Exercise requirements:
Filter the entries below down to the lines that hold "green".

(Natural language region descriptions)

- - - - -

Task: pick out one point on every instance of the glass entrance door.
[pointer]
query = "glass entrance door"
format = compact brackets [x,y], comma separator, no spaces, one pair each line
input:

- - - - -

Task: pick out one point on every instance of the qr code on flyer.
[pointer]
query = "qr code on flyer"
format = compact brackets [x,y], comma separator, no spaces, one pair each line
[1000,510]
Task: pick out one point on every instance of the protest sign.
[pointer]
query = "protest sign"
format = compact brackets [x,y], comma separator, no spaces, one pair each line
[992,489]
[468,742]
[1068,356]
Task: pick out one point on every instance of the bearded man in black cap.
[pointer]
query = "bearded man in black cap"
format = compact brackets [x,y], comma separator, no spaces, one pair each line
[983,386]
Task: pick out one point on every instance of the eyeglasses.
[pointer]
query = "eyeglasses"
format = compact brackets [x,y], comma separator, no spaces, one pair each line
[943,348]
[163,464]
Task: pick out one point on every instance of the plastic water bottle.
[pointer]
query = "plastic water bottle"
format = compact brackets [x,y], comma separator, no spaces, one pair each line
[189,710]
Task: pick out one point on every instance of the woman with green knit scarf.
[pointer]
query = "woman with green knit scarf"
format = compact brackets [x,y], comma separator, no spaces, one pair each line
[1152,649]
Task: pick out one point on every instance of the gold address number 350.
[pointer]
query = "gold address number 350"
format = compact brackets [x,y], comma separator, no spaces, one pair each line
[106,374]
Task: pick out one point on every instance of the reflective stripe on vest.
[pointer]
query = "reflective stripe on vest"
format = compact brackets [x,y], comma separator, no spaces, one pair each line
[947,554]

- - - - -

Response to the task:
Task: pick out one point on every instance of the woman with green knit scarf.
query = "woman with green knit scarf"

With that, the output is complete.